§ **Task prompt**:
Keep each line of the material that includes "wearing", and leave out the rest.
*** Extracted data ***
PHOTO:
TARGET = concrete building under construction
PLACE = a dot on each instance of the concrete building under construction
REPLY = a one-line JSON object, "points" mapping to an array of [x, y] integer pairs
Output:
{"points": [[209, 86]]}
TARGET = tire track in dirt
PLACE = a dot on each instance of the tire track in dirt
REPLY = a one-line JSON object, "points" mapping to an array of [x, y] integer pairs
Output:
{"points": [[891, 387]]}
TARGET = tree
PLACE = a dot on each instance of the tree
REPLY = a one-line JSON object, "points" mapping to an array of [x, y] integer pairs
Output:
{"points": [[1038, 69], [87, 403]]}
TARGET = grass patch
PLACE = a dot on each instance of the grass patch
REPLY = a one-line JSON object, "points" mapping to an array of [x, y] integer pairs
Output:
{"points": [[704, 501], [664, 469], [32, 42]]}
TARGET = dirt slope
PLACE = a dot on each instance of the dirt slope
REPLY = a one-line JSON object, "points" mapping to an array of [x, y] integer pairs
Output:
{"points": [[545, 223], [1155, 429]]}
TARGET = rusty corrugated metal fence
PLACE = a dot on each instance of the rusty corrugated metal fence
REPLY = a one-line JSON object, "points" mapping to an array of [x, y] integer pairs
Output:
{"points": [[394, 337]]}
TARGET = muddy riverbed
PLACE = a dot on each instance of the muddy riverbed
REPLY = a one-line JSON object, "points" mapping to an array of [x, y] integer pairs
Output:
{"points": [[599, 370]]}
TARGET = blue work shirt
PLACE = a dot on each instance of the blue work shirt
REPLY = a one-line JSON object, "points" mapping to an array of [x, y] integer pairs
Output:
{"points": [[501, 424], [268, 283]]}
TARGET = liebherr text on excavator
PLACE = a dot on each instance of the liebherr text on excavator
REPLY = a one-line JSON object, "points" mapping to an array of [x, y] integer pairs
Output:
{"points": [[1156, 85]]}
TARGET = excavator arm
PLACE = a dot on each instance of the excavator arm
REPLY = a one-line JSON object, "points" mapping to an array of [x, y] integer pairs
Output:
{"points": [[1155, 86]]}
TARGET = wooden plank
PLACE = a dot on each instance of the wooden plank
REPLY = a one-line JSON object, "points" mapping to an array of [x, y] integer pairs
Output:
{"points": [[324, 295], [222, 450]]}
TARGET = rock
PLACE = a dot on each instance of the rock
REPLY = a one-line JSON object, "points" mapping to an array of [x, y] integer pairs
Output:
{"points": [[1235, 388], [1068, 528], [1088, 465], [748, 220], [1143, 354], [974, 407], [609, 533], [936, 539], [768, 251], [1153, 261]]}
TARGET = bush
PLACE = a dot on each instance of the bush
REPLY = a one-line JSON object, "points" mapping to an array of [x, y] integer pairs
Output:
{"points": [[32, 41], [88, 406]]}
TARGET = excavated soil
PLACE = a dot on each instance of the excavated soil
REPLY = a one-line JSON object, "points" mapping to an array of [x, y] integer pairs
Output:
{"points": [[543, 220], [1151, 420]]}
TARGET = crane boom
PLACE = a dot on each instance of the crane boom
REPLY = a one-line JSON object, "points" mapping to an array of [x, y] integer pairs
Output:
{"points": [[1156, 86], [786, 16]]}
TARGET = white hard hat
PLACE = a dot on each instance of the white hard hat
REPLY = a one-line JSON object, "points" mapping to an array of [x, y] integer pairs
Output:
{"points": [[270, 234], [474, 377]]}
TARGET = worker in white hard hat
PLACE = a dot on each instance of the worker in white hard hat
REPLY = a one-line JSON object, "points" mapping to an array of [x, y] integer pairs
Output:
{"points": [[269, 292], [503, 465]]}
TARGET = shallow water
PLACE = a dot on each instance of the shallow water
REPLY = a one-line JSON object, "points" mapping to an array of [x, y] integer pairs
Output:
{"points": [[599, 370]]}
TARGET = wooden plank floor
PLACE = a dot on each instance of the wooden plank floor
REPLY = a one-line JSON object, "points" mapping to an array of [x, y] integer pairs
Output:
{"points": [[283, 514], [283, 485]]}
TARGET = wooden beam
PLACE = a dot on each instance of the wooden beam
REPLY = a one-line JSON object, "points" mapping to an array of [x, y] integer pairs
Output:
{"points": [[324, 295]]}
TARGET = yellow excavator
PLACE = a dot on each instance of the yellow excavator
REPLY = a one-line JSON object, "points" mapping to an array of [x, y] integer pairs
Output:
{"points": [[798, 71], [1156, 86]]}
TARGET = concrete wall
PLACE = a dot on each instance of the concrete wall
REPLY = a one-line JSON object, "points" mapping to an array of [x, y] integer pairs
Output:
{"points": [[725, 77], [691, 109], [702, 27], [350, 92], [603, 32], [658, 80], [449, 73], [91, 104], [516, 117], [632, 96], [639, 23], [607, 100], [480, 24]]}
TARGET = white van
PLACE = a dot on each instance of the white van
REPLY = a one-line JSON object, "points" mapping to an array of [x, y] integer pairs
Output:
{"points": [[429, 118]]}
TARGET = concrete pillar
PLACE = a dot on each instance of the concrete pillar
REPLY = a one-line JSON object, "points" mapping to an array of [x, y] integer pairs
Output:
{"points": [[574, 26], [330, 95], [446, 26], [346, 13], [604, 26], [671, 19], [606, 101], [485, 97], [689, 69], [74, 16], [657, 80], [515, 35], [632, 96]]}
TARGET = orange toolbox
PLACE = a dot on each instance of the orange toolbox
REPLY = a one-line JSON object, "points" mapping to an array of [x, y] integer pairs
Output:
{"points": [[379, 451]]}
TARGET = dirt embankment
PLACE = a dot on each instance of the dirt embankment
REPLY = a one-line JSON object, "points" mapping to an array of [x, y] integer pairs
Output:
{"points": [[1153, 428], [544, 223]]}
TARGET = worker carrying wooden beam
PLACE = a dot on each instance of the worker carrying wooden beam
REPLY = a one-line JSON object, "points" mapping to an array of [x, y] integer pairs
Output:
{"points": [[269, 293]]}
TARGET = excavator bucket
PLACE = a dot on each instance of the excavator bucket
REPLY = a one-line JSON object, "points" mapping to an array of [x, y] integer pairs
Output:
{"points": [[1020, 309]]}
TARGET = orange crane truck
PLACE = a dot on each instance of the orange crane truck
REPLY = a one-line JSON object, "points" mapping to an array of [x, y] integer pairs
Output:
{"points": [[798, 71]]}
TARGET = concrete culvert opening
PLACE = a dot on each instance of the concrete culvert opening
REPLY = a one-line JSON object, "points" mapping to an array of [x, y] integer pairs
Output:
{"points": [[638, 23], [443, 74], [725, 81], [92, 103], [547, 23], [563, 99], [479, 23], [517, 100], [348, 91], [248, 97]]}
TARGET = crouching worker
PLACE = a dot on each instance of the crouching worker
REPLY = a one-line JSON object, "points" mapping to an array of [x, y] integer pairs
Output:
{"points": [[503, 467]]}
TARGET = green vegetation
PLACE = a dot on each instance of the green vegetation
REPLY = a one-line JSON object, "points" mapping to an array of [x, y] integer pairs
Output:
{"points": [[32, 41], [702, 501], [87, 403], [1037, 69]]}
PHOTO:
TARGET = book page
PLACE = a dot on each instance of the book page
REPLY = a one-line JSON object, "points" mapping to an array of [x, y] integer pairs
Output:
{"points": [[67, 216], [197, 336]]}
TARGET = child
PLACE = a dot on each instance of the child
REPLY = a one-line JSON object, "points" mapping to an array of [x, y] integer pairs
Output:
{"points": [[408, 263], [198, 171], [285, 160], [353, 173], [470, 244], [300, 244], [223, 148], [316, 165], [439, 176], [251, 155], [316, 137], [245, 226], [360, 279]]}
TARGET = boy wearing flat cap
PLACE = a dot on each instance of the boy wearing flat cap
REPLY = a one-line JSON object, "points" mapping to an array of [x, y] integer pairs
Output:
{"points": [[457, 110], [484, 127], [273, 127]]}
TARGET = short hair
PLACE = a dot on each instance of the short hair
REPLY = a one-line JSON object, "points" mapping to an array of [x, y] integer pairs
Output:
*** End of Extracted data ***
§ **Task answer**:
TARGET = boy wearing flat cap
PLACE = a dot on each instance of the boy wearing flat cap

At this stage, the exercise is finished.